▶ STATED PROBLEM
Can you write out everything from the line containing "Task: indicate one point on every instance of the man riding" down to the end of the records, substituting "bicycle" for "mountain bike" and keeping all else unchanged?

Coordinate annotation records
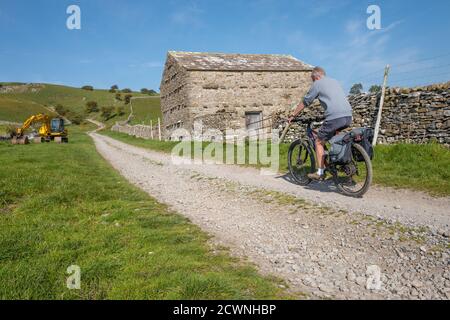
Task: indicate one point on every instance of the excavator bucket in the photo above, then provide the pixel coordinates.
(20, 140)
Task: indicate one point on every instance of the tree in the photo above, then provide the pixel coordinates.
(60, 110)
(356, 88)
(91, 106)
(107, 113)
(375, 89)
(128, 98)
(120, 111)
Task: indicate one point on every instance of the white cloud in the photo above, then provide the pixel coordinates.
(355, 53)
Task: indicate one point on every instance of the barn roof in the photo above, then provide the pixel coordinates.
(238, 62)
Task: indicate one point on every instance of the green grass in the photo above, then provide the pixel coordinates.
(146, 110)
(421, 167)
(18, 106)
(418, 167)
(63, 205)
(15, 110)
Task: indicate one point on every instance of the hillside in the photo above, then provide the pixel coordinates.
(19, 101)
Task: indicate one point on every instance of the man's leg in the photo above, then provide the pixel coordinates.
(320, 152)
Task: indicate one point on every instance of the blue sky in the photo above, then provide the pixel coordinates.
(125, 42)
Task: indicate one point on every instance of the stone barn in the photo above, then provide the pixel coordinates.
(229, 91)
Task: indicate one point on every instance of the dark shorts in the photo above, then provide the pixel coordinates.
(329, 128)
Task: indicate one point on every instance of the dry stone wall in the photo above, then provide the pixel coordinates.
(411, 115)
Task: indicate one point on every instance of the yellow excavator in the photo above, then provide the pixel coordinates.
(51, 129)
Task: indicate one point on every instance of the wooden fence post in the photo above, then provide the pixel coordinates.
(159, 129)
(380, 110)
(151, 129)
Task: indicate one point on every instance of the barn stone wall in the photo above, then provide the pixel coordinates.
(412, 115)
(174, 105)
(221, 99)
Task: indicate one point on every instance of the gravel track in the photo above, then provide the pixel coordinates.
(291, 232)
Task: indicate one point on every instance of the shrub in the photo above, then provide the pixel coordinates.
(60, 110)
(75, 118)
(91, 106)
(107, 112)
(120, 111)
(128, 98)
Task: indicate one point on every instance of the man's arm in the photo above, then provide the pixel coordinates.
(312, 95)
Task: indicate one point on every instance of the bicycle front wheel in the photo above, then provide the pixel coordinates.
(355, 178)
(301, 162)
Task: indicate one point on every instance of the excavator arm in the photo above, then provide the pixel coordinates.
(39, 118)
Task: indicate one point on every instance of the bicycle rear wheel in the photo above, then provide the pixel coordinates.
(301, 162)
(355, 178)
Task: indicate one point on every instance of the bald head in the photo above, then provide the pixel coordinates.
(318, 73)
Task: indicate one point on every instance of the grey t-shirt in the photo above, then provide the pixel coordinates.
(331, 97)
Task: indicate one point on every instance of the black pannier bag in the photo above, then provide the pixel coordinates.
(363, 137)
(341, 149)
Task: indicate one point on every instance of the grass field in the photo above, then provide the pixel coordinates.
(15, 110)
(145, 110)
(63, 205)
(18, 106)
(418, 167)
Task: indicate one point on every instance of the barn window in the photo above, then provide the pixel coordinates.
(253, 120)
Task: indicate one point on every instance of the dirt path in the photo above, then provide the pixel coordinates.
(320, 251)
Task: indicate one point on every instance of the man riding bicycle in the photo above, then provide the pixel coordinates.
(338, 113)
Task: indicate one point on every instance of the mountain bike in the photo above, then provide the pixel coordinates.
(352, 179)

▶ TASK ANSWER
Task: indicate one point on every instance of the man riding bicycle in the photo above, then provide the pixel coordinates.
(338, 113)
Task: indicate one point on every instance of the bicycle in the photo above, then provide the pixel coordinates.
(352, 179)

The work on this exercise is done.